Given request: Set down word for word the items below, starting with their first line and going on through the line with "M92 77L58 78L28 80L27 91L90 89Z", both included, and leave the pictures out of your copy.

Record extracts:
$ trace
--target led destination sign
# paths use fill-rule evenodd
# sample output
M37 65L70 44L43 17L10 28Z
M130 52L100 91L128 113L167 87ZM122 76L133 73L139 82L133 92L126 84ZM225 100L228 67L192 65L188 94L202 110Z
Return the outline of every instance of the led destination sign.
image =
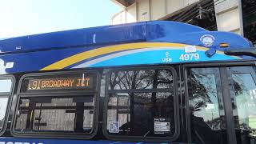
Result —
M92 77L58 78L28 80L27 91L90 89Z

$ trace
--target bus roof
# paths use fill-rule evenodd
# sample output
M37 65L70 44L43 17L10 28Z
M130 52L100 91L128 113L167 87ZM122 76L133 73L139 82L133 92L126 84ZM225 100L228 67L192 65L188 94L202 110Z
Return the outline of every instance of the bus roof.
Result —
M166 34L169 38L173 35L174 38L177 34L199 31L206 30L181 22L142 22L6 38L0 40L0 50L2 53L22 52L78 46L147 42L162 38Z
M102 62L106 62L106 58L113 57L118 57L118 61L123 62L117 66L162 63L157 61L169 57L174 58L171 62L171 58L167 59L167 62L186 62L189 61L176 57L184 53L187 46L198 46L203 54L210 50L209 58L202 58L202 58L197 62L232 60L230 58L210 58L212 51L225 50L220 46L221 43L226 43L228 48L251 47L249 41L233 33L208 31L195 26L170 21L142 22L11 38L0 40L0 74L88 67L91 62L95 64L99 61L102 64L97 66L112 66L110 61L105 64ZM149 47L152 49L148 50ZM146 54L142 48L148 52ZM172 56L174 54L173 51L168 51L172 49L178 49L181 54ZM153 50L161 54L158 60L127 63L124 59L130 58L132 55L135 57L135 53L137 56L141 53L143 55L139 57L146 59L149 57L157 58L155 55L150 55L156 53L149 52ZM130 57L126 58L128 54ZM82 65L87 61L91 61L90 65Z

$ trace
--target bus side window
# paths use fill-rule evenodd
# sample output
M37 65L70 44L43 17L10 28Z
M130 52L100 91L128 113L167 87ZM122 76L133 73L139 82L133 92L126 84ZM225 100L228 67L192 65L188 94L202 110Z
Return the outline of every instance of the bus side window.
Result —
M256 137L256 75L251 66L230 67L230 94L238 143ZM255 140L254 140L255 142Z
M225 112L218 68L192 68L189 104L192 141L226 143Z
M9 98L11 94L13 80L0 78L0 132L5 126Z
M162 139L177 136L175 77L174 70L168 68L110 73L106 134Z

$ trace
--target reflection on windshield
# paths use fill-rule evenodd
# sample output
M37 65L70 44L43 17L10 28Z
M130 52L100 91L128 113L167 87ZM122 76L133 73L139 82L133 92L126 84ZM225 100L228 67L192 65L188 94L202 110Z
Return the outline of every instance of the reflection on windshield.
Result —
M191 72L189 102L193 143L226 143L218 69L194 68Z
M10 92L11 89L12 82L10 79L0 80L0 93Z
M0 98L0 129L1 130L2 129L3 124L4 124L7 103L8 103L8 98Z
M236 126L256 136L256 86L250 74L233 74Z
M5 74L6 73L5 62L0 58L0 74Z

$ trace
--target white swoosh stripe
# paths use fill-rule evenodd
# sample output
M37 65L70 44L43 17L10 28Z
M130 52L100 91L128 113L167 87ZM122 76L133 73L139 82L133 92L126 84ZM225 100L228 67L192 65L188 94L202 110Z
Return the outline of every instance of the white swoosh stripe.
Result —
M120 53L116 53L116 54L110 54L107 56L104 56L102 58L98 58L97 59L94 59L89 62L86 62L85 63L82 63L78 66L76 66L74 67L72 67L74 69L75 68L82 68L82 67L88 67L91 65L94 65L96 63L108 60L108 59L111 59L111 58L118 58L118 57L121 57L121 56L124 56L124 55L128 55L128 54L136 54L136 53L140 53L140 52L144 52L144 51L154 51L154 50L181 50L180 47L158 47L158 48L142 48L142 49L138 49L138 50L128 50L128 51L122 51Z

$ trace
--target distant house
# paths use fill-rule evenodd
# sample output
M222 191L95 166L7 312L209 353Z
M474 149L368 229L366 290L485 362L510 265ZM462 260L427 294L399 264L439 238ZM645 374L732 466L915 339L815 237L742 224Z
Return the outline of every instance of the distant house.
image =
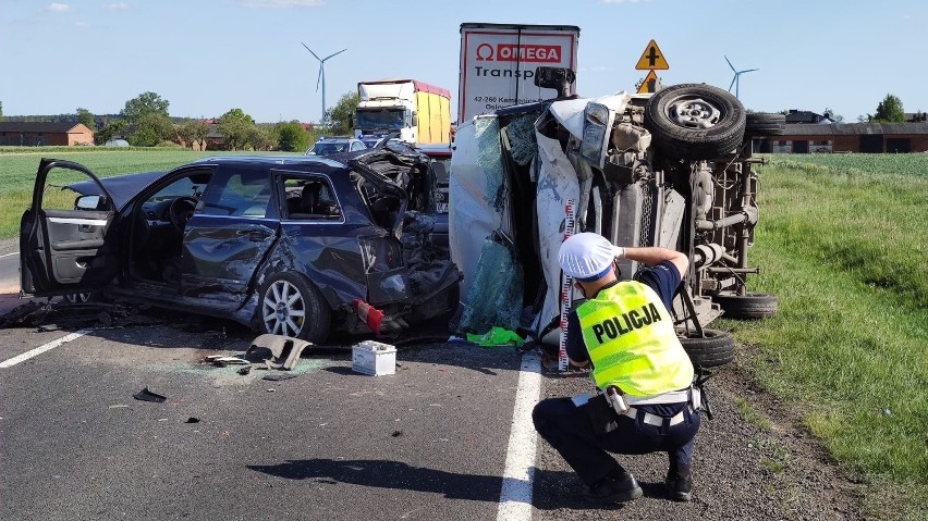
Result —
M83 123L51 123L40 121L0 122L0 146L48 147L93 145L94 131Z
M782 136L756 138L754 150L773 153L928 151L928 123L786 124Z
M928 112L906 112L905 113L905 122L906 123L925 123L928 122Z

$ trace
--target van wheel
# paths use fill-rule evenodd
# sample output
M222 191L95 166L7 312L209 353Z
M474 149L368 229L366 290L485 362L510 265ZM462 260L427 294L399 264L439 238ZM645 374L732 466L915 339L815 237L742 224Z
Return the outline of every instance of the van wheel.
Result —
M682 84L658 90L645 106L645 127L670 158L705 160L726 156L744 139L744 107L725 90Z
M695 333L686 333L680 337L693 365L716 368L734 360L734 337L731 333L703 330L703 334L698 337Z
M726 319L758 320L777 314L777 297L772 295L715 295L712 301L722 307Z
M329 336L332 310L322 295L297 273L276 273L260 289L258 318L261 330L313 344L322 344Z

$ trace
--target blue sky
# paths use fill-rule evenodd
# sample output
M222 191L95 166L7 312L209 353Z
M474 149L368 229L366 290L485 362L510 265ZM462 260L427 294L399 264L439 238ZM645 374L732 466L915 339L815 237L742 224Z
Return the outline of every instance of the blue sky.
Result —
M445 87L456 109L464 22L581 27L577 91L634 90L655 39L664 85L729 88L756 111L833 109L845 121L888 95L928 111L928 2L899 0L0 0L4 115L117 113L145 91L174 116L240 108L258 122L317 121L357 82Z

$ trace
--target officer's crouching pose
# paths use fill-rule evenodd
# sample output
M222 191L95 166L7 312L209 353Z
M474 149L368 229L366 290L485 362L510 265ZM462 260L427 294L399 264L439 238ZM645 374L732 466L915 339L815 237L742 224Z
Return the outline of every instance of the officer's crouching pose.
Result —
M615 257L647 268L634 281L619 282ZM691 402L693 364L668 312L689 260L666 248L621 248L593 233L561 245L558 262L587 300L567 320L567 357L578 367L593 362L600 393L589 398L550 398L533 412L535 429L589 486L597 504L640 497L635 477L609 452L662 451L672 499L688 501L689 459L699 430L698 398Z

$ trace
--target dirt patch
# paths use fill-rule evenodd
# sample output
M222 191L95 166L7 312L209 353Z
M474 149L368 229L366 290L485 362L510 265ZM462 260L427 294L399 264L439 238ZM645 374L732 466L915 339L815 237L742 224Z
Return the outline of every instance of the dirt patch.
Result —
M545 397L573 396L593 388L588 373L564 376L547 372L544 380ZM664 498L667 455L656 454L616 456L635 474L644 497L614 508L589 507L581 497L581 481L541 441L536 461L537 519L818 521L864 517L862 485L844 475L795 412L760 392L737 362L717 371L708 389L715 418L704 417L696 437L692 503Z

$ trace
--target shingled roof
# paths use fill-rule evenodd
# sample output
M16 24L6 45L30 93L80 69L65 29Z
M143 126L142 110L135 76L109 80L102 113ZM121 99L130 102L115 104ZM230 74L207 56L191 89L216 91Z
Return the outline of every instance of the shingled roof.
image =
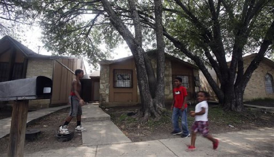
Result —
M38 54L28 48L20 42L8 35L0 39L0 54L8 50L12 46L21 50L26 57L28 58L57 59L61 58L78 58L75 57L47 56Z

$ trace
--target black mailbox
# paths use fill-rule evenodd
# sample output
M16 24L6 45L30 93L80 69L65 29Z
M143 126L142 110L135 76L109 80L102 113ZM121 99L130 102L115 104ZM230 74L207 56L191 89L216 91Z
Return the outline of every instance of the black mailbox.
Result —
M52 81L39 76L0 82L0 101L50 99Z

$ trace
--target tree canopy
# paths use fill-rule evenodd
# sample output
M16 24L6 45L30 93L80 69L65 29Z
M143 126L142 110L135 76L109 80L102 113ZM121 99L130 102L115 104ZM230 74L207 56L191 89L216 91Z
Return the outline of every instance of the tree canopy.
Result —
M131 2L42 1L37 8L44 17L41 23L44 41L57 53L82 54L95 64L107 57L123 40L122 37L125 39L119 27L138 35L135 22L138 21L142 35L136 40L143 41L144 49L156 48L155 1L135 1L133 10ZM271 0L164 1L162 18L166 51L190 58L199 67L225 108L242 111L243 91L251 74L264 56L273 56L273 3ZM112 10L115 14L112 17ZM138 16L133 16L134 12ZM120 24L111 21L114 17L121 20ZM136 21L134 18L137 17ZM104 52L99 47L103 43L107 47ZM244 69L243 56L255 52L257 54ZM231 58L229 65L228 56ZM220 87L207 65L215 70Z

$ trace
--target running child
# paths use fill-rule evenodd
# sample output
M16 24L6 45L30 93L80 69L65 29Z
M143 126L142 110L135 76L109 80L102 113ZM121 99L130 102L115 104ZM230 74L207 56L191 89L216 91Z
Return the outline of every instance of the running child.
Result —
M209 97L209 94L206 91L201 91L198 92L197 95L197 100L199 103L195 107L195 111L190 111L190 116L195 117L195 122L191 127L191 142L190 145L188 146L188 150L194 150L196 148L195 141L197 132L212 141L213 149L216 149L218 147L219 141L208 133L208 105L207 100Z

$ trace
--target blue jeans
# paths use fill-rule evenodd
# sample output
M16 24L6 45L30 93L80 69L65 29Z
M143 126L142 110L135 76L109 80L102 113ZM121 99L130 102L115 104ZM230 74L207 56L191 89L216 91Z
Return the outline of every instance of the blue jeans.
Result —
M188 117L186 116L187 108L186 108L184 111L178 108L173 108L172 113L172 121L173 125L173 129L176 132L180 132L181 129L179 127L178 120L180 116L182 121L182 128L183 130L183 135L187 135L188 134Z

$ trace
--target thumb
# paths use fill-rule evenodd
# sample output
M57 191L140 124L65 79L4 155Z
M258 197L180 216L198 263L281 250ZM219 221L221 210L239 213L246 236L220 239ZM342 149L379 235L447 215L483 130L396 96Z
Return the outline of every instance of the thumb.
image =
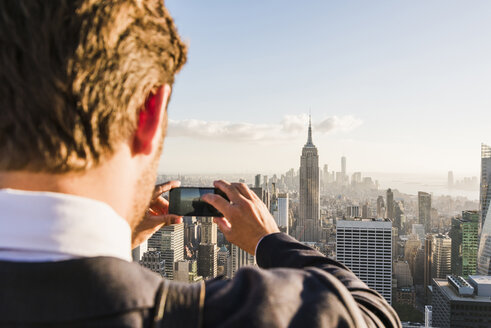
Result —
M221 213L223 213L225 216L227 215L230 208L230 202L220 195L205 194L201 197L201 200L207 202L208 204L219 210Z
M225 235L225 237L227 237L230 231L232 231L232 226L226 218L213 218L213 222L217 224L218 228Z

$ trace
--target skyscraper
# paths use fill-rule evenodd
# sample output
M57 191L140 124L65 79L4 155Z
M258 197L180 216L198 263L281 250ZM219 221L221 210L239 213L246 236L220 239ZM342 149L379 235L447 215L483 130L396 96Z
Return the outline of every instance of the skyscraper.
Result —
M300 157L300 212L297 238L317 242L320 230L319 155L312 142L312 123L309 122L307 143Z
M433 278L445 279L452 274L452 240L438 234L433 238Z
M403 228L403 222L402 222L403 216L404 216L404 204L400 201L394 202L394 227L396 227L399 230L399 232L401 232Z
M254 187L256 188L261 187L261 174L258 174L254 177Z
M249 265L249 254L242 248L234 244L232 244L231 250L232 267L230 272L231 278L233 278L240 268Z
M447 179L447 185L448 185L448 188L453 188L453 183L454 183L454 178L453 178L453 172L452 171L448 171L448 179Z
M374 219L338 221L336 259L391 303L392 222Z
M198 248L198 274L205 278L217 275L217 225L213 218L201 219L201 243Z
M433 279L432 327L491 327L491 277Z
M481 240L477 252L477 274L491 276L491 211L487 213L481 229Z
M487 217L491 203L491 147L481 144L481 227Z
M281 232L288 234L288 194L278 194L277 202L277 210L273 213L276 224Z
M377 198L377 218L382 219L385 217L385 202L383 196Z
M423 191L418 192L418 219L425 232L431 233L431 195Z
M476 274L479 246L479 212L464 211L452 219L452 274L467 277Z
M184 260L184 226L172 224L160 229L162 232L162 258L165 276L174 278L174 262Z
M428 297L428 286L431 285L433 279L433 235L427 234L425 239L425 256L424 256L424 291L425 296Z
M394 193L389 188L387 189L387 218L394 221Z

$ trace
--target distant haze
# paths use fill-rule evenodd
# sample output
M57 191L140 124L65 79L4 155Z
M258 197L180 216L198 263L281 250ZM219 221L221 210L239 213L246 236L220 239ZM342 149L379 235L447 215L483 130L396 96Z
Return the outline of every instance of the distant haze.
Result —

Exercise response:
$ trace
--target led destination sign
# paths use fill-rule evenodd
# sample output
M37 65L70 44L43 17L10 28Z
M130 52L100 91L128 113L167 87ZM122 76L133 73L139 82L133 92L126 84ZM225 100L228 67L192 65L188 94L202 110Z
Return the outline of every instance of the led destination sign.
image =
Result —
M92 77L58 78L28 80L27 91L90 89Z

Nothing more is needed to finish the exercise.